## Your task
Please list every feeling that the text on Bowie's Blackstar says Bowie captured and that reverberated throughout 2016.

## Source
On its own, Lazarus might rank among the best songs that Bowie has ever written, but the video, framed in the context of his recent passing, was a powerful, haunting curtain call that revealed in no uncertain terms the way that he was dealing with his imminent demise. It succeeded in bringing into sharp relief a sentiment that Tool only outlines. It blew me away.

I added Blackstar to the rotation shortly after it's release, but I admit, I was apprehensive about publicly forming an opinion.  I sidestepped the issue by writing around the album rather than about my first impressions.  I felt very strongly that as a reflective examination on mortality, Blackstar was, at the very least, an artfully framed statement, made even more compelling by the timing of its release

Then the move happened, and by March the Blackstar CD got put in a box of “current listening” albums that was to be the first that I opened when the opportunity arose, which ended up being November. I returned it to regular rotation and found that the album seemed even more relevant than ever. Bowie had inadvertently been the herald of a generation of entertainers, capturing a sense of nostalgia, longing, sadness, and ultimately, acceptance that reverberated throughout 2016.

## Data lines
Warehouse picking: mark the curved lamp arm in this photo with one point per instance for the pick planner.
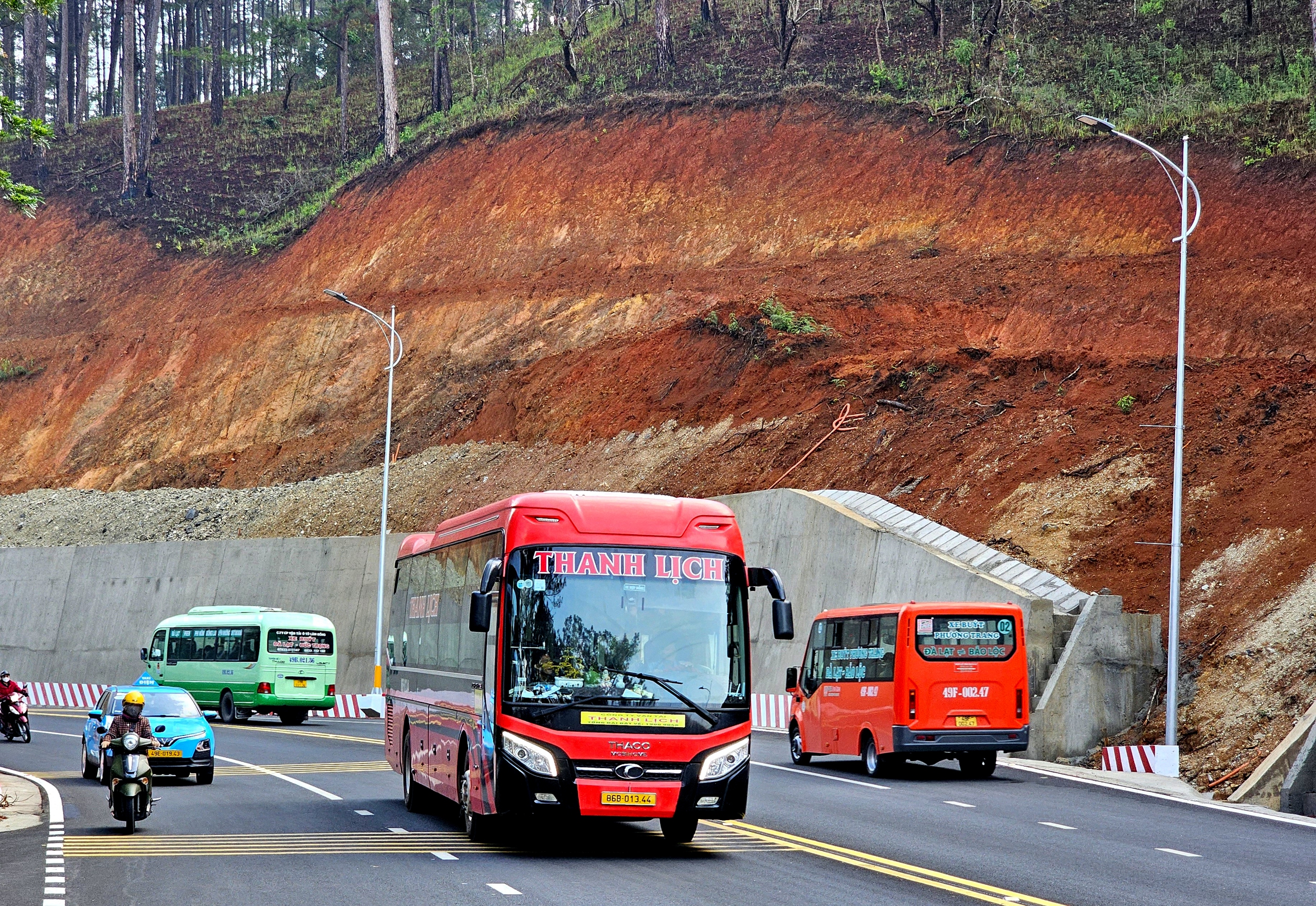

## Result below
nostalgia, longing, sadness, acceptance